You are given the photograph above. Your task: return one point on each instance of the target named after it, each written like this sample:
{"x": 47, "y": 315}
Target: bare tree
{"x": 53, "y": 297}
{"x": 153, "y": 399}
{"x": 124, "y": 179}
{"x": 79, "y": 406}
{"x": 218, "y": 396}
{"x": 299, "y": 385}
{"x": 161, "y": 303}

--

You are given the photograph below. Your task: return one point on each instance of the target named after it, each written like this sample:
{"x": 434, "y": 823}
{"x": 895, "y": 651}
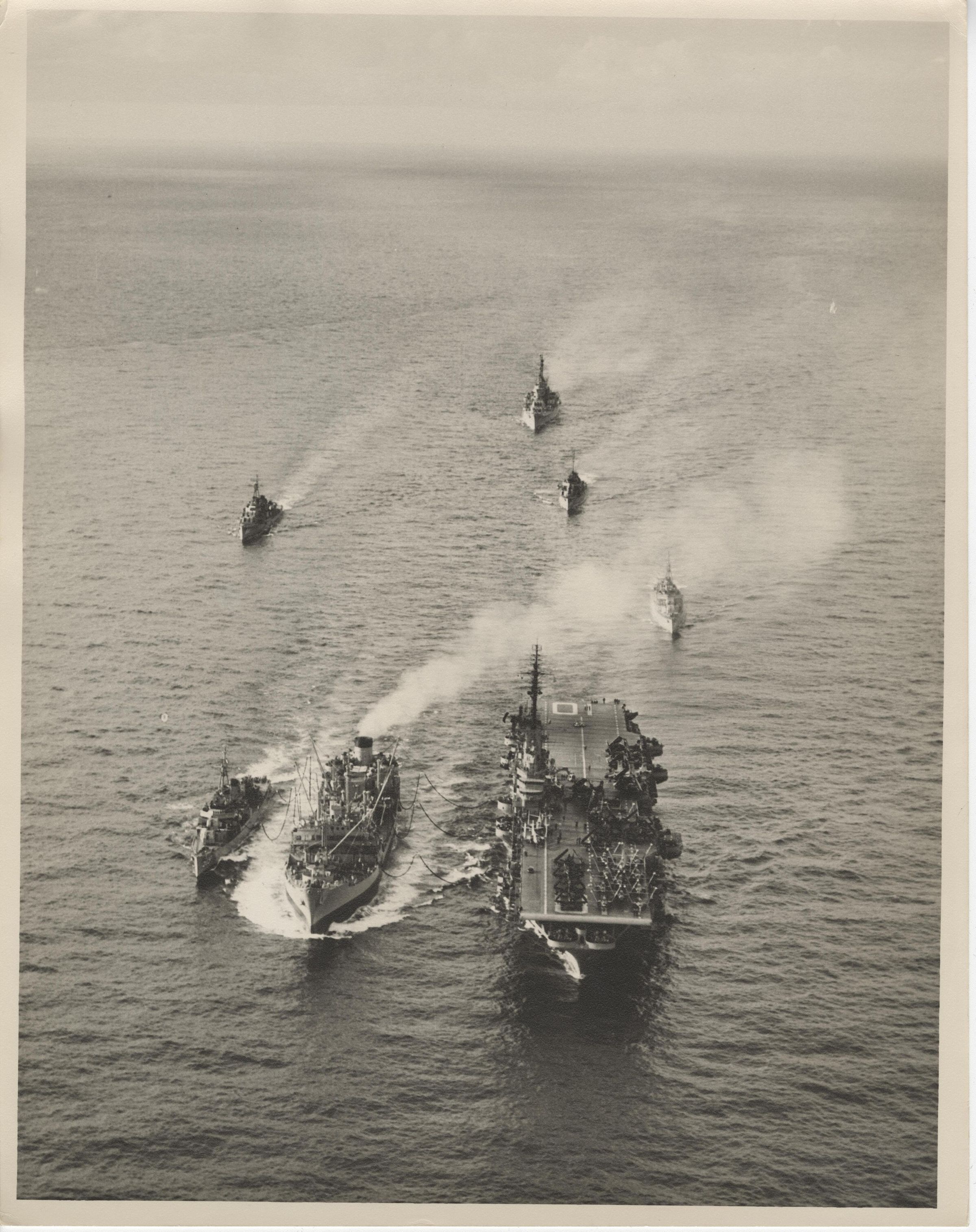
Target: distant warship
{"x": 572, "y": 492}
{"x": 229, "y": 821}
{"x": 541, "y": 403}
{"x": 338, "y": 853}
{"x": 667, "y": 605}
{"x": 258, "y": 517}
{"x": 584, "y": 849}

# [TASK]
Pick out every line in the listing above that contains the word "given", matching its case exactly, and copy each of those lines in full.

# [COMPLETE OUTPUT]
You are given the photograph above. Your task: return one point on each instance of the target named after it, each written like this sample:
You are given the photograph below. Your task: return one point on each instance of the target named after it, each written like this sample:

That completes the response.